- Given task:
Put the lines below into a Markdown table with the columns "Row" and "Line", numbering each row and skipping blank lines. Leave the pictures out of the answer.

- Material shown:
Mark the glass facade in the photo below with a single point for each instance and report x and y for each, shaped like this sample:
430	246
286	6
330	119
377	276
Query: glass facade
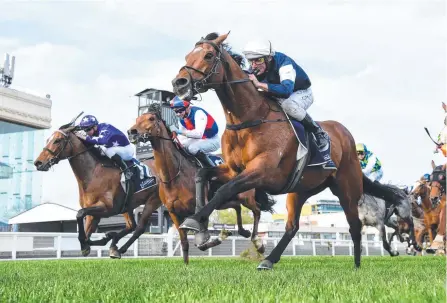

- Final result:
| Row | Line |
|---|---|
| 1 | Mark the glass facade in the photo below with a single point for each instance and report x and y for each, shaped like this sample: |
| 2 | 430	246 |
| 3 | 286	6 |
| 4 | 330	119 |
| 5 | 377	276 |
| 6 | Query: glass facade |